MATERIAL SHOWN:

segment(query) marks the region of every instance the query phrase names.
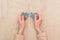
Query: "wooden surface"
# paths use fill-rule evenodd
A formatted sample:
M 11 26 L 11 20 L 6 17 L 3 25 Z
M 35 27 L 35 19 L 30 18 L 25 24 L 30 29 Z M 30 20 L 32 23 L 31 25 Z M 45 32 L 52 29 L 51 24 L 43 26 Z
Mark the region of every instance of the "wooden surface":
M 42 29 L 47 32 L 48 40 L 60 40 L 60 0 L 43 0 L 42 5 L 40 0 L 0 0 L 0 40 L 14 40 L 19 14 L 22 11 L 40 12 L 45 2 L 46 10 L 41 13 Z M 27 20 L 25 40 L 36 40 L 36 32 L 30 18 Z

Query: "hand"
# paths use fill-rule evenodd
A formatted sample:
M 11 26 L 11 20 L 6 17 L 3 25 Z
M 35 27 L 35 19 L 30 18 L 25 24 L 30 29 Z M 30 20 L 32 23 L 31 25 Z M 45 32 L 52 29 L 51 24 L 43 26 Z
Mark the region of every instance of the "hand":
M 18 26 L 19 26 L 19 30 L 18 30 L 18 33 L 19 34 L 23 34 L 24 32 L 24 29 L 25 29 L 25 19 L 24 19 L 24 16 L 20 15 L 19 18 L 18 18 Z
M 40 26 L 42 24 L 42 18 L 40 13 L 35 13 L 35 18 L 34 18 L 34 26 L 35 26 L 35 30 L 37 31 L 37 33 L 40 33 Z

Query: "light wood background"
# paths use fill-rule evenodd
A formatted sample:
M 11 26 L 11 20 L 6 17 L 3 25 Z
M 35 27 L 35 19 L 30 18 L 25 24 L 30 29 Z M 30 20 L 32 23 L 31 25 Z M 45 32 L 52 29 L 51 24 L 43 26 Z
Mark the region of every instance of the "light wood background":
M 59 4 L 60 0 L 0 0 L 0 40 L 14 40 L 18 28 L 18 16 L 22 11 L 41 12 L 44 6 L 46 9 L 41 13 L 42 29 L 47 32 L 48 40 L 60 40 Z M 30 18 L 27 20 L 25 40 L 37 40 Z

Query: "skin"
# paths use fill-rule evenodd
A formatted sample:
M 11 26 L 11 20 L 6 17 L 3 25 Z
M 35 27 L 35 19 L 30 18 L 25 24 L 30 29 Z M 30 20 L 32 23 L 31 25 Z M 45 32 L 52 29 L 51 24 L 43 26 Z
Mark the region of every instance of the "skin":
M 27 18 L 26 18 L 27 19 Z M 20 14 L 18 18 L 18 24 L 19 24 L 19 30 L 17 33 L 16 40 L 24 40 L 24 29 L 25 29 L 25 23 L 26 19 L 24 19 L 24 16 Z M 40 14 L 35 13 L 35 17 L 33 19 L 34 22 L 34 28 L 37 32 L 37 40 L 47 40 L 46 32 L 41 30 L 41 24 L 42 24 L 42 17 Z

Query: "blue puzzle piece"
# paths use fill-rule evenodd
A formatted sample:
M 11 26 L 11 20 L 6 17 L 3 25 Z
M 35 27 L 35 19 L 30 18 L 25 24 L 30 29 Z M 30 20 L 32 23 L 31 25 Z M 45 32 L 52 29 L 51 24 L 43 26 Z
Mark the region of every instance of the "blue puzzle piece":
M 30 17 L 31 17 L 32 19 L 34 19 L 35 13 L 31 12 Z
M 22 15 L 23 15 L 24 17 L 27 17 L 29 14 L 28 14 L 27 12 L 23 12 Z

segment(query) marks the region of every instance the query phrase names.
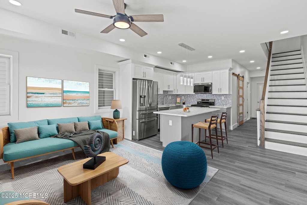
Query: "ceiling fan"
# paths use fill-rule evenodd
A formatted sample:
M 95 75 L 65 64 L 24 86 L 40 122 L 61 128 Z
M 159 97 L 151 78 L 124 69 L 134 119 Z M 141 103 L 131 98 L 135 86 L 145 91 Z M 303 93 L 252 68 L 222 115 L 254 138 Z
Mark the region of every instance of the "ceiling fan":
M 124 0 L 113 1 L 116 12 L 116 15 L 115 16 L 108 16 L 79 9 L 75 9 L 75 11 L 77 13 L 113 19 L 113 23 L 100 32 L 104 34 L 107 34 L 115 27 L 122 29 L 130 28 L 139 36 L 143 37 L 147 35 L 147 33 L 132 22 L 163 22 L 164 21 L 163 15 L 162 14 L 128 16 L 125 13 L 126 5 L 124 2 Z

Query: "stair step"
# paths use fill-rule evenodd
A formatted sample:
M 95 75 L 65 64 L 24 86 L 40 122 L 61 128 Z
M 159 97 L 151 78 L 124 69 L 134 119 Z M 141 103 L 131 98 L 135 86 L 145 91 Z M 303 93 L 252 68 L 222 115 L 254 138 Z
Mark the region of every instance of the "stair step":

EXERCISE TASK: State how many lines in the rows above contain the string "hand", matching case exactly. Give only the number.

SOLUTION TO THIS TASK: 2